**Document text:**
▽

Sample characteristics
The parents in Cornwall were generally younger (P = 0·01), more likely to be married or cohabiting, less ethnically diverse and less likely to be working full-time (all P < 0·01; Table 1). There was no significant difference in educational attainment between the two locations. Most of the respondents were female (94·2 %). This was not intentional but reflects the gender split of parents encountered during recruitment.
*Pearson χ 2 test.
†Independent-samples t test.
Factors influencing food choice
The most important factors influencing parents’ food choice on behalf of their children were: how healthy the foods were, the taste of food, the freshness and quality of food (>80 % said very important). Some factors influencing food choice were considered more important by less educated parents: the familiarity of food to the child (P < 0·001), food being liked by the whole family (P = 0·03) and the affordability of food (P < 0·01; Table 2). In contrast, the freshness and quality of food was considered to be more important by more educated parents (P = 0·04; Table 2). When comparing the two locations, the cost of food was more important to parents in Cornwall than in Islington (P = 0·04); this was the only significant geographical difference.
*χ 2 test for trend (n 261).
Healthy eating support required
Thirty-eight per cent of parents said they would like more advice to help their child to eat well. The response to this question (yes/no) did not differ significantly between parents with low, medium and high educational attainment. When asked what kind of healthy eating support they would like to help their child to eat well, the following options were the most popular with parents (considered ‘very useful’ by >50 %): recipe ideas for children (75 %), practical ways to encourage children to eat well (60 %), overcoming fussy eating (59 %), introducing new foods (54 %), food and play – ways to make food fun (52 %), examples of healthy snacks for children (52 %) and appropriate portion sizes for children (50 %). The least popular option was home-based support for parents; only 16 % of parents thought this would be very useful. Some parents added comments regarding other ways they would like to be supported; these included provision of healthier snacks at the children's centre, cooking and growing activities, healthy options including cultural foods (Islington) and the benefits of healthy eating.

△

**Excerpted records:**
▽

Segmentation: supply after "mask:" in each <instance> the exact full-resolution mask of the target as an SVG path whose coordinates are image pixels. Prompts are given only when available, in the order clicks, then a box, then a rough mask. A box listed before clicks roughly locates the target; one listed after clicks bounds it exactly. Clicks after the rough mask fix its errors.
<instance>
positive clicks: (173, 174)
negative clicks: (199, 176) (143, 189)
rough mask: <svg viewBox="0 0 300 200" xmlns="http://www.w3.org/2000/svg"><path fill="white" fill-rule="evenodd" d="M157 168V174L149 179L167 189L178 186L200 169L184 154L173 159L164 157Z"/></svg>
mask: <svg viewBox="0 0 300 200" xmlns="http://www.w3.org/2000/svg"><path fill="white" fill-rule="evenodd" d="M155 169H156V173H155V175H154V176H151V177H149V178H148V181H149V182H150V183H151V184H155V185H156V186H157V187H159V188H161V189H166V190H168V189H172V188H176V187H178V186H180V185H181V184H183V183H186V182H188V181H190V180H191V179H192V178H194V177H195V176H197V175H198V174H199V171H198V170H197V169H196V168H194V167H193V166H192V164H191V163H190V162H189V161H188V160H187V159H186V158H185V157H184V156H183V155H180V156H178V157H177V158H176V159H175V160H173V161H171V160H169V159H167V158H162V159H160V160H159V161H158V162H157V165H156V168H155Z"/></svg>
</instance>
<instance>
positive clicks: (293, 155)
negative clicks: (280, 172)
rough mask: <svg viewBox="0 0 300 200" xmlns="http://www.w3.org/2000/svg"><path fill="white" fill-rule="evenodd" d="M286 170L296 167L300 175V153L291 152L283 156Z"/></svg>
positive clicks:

△

**Task directions:**
Answer these questions from the text on parents' food choices for their children.
(a) What percentage of the respondents were female?
(b) What was the only significant difference between the two locations in the factors influencing food choice?
(c) Which healthy eating support option was least popular, and what share of parents thought it would be very useful?

**Exercise answer:**
(a) 94·2 %
(b) The cost of food was more important to parents in Cornwall than in Islington.
(c) Home-based support for parents; 16 %